Your goal:
One range is to be output from the listing below, exactly as written: the line with "Produce one pixel-accurate" to the line with "16L0 1L1 154L92", both kept.

○ ○ ○

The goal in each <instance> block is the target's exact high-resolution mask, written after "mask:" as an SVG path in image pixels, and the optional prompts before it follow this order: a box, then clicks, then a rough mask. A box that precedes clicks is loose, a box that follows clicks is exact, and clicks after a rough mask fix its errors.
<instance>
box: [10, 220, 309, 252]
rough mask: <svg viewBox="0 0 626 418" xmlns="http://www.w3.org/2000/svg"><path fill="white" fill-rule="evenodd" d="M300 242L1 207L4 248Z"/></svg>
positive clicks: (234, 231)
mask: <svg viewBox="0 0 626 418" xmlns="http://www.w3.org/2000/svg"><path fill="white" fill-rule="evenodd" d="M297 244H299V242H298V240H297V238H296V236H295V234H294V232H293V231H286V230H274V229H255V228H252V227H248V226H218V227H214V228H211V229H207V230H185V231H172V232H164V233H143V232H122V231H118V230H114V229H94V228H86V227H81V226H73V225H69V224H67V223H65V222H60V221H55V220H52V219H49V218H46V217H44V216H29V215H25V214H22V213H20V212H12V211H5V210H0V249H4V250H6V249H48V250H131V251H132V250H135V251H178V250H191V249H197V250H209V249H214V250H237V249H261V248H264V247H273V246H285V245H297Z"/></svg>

○ ○ ○

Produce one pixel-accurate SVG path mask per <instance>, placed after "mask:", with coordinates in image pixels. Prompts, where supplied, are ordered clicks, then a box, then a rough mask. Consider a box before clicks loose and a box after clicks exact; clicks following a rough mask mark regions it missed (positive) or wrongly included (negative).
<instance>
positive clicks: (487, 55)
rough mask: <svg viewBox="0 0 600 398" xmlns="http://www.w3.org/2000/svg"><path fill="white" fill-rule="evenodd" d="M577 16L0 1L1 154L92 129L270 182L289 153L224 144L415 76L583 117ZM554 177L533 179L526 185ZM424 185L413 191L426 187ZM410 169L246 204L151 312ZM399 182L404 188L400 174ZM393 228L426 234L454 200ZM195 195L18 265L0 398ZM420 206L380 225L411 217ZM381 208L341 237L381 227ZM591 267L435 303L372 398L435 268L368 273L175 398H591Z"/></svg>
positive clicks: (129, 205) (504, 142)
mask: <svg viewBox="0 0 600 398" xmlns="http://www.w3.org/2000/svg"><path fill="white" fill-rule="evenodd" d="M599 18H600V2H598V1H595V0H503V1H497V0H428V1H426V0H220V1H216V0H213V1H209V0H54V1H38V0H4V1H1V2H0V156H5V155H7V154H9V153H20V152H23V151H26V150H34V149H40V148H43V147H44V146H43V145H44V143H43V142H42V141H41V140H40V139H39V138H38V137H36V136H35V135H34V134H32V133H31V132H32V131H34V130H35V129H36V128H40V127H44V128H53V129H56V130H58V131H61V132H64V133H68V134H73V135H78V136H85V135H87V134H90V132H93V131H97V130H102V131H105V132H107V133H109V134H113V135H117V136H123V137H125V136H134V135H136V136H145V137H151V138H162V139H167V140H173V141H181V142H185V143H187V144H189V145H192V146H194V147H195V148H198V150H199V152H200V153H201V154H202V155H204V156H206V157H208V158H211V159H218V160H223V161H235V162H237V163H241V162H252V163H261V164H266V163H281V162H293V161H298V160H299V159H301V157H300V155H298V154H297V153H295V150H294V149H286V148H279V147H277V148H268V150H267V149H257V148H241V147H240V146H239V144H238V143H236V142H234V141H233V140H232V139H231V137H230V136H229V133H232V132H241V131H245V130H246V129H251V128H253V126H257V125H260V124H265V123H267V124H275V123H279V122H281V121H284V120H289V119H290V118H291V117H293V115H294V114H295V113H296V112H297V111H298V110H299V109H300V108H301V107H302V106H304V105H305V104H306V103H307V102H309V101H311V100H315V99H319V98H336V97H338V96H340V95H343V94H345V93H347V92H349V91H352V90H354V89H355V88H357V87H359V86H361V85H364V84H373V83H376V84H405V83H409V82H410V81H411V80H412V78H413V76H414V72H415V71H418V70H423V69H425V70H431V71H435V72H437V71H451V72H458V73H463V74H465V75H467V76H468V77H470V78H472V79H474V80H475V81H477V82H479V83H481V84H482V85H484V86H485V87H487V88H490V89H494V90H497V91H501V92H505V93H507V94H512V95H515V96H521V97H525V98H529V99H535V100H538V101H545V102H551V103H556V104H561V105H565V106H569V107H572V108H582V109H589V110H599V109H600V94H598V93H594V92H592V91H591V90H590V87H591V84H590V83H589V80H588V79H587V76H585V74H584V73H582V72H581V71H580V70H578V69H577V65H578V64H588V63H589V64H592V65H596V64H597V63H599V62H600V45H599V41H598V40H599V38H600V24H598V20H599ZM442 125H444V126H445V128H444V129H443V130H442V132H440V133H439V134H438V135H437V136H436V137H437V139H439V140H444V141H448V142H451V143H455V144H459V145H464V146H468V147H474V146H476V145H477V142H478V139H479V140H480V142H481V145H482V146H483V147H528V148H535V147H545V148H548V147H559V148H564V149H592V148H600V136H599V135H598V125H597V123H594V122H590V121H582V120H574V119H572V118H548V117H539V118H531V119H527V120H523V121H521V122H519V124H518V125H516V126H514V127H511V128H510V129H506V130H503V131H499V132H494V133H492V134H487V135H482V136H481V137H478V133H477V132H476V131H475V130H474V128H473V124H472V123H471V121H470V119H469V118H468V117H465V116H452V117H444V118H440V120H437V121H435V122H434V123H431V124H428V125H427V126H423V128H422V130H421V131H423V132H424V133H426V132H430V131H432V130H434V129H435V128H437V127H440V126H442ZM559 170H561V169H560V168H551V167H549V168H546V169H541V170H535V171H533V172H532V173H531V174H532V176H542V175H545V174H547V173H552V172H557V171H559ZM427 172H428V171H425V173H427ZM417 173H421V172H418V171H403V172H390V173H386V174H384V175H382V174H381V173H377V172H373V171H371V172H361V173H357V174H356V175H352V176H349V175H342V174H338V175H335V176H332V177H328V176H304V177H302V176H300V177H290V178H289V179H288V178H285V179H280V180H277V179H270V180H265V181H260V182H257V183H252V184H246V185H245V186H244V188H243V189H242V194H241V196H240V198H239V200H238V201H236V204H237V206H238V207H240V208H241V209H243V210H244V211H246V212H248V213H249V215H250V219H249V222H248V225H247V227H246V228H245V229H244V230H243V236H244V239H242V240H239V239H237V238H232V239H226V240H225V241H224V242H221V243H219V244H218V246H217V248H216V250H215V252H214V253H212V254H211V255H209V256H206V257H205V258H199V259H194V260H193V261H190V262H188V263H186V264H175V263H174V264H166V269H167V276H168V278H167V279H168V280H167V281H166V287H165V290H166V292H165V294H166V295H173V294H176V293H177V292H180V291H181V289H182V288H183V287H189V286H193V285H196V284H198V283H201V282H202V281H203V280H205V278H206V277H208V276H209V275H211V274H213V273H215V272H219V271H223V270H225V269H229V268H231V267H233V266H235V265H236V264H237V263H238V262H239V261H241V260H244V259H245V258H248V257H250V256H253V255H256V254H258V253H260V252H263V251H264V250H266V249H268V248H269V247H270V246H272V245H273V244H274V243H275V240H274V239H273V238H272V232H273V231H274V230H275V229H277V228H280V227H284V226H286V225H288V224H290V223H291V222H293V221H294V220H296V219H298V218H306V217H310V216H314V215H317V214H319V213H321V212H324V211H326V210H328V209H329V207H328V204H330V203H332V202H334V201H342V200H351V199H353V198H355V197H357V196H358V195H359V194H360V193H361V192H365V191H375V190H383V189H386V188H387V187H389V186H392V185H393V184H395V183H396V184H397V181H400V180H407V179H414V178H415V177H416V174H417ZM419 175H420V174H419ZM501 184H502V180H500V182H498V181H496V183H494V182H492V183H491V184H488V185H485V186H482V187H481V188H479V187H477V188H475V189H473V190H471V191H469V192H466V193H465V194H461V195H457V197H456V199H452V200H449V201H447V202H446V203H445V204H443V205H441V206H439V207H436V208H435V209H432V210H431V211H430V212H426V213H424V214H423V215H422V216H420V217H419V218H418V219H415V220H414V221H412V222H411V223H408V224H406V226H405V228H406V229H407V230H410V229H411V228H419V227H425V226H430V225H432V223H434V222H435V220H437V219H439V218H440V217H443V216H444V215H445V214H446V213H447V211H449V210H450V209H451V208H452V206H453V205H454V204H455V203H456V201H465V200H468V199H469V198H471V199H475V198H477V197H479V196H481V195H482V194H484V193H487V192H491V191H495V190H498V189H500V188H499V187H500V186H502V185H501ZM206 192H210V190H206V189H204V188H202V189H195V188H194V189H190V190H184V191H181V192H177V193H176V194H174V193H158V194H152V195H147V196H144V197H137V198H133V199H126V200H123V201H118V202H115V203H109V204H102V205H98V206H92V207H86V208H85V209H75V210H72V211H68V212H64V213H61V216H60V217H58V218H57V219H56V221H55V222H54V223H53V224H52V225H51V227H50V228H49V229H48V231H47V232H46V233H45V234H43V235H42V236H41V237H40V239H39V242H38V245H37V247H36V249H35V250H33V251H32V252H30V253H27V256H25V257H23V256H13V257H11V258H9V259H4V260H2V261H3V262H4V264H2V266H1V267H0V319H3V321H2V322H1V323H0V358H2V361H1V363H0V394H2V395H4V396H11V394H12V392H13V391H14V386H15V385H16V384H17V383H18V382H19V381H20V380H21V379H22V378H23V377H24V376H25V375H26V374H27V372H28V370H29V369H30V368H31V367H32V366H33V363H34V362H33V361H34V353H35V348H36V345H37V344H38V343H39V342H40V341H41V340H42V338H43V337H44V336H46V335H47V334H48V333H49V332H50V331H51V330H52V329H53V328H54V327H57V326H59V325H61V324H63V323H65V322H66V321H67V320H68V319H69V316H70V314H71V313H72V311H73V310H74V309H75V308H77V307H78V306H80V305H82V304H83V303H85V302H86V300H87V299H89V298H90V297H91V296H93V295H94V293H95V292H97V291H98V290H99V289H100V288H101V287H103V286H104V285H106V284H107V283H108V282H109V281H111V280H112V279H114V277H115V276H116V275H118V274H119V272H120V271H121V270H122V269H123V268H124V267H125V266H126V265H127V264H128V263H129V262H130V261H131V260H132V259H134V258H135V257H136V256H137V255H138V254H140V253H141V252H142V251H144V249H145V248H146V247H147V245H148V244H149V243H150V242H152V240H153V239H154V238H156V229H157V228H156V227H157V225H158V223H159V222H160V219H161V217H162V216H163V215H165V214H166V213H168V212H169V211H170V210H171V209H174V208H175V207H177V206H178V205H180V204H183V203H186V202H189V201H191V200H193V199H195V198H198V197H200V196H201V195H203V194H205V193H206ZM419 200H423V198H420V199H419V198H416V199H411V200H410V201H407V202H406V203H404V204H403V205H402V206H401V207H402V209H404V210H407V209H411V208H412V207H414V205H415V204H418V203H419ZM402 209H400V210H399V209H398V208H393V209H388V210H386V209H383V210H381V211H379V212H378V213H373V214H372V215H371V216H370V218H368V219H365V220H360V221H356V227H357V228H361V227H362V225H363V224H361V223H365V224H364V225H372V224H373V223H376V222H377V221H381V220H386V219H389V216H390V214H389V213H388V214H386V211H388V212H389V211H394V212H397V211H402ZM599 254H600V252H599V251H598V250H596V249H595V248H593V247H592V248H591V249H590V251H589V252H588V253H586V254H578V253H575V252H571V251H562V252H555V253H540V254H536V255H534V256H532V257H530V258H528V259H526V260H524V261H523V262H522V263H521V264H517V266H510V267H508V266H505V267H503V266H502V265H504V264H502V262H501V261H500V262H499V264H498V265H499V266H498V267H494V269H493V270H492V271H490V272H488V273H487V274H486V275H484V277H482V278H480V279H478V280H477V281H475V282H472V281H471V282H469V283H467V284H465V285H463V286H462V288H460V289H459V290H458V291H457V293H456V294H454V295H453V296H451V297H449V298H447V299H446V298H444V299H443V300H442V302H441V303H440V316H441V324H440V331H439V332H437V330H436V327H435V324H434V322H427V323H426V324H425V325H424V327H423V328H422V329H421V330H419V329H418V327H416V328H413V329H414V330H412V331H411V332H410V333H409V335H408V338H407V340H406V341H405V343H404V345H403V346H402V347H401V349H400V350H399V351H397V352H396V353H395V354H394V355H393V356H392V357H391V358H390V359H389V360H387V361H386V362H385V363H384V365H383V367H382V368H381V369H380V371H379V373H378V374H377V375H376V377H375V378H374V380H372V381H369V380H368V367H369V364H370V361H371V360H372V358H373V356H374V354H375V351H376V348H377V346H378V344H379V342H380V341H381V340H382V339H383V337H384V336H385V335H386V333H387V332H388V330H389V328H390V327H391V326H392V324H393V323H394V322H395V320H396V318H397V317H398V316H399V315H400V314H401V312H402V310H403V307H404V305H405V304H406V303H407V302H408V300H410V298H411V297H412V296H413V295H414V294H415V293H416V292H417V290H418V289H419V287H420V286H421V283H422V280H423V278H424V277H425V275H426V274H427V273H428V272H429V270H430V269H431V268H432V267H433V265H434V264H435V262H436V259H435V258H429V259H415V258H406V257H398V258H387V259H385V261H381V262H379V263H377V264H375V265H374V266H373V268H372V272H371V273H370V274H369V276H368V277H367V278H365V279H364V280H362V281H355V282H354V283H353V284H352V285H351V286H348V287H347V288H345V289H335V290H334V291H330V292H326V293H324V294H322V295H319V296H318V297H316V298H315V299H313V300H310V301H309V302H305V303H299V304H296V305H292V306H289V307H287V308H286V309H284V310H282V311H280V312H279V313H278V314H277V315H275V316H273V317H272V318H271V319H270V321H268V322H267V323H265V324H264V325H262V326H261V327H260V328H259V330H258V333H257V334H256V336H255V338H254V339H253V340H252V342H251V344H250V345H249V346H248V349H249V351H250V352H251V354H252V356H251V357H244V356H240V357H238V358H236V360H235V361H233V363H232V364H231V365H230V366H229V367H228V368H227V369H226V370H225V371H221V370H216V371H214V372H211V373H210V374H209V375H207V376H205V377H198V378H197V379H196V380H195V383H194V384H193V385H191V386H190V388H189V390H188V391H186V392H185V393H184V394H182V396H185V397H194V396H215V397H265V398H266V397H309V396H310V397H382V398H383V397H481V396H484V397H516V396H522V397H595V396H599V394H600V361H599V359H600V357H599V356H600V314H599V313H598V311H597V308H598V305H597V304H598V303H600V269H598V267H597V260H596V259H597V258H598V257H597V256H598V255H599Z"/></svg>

○ ○ ○

Response area:
Produce one pixel-accurate SVG path mask per <instance>, placed after "mask:", with coordinates in image pixels. Prompts, where supplied, are ordered clicks, then a box, then a rough mask. Consider a box before clicks loose and a box after clicks exact; clicks following a rough mask mark regions it missed (positive) or wrongly included (negative).
<instance>
positive clicks: (487, 55)
rough mask: <svg viewBox="0 0 600 398" xmlns="http://www.w3.org/2000/svg"><path fill="white" fill-rule="evenodd" d="M577 16L0 1L1 154L92 129L270 182L289 153L224 144L415 76L583 117ZM554 177L533 179L526 185ZM424 185L413 191L426 187ZM410 169L246 204L151 312ZM399 182L404 188L400 174ZM393 228L426 234L454 200ZM195 195L18 265L0 398ZM420 206L380 225L411 217ZM381 208L341 237L381 227ZM591 267L435 303L372 398L435 268L368 273L175 398H591Z"/></svg>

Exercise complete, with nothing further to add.